SUPPLIED MATERIAL

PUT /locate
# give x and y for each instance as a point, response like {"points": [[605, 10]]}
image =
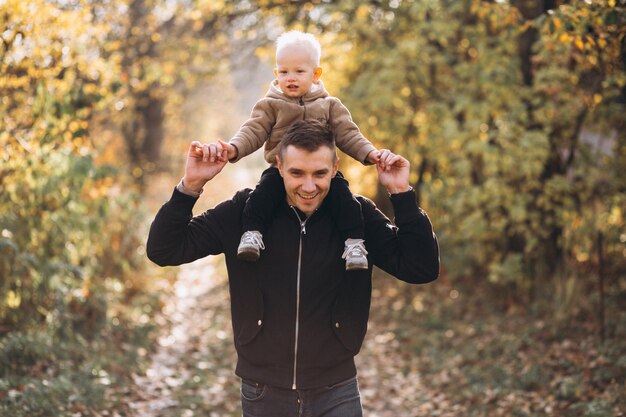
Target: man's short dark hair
{"points": [[308, 135]]}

WRITTEN INSTRUCTION
Reproduce the rows above line for line, keeping every character unchanged, and omit the picture.

EXPECTED ANSWER
PUT /locate
# give x and y for each instance as a point, response like {"points": [[605, 10]]}
image =
Target: man's short dark hair
{"points": [[308, 135]]}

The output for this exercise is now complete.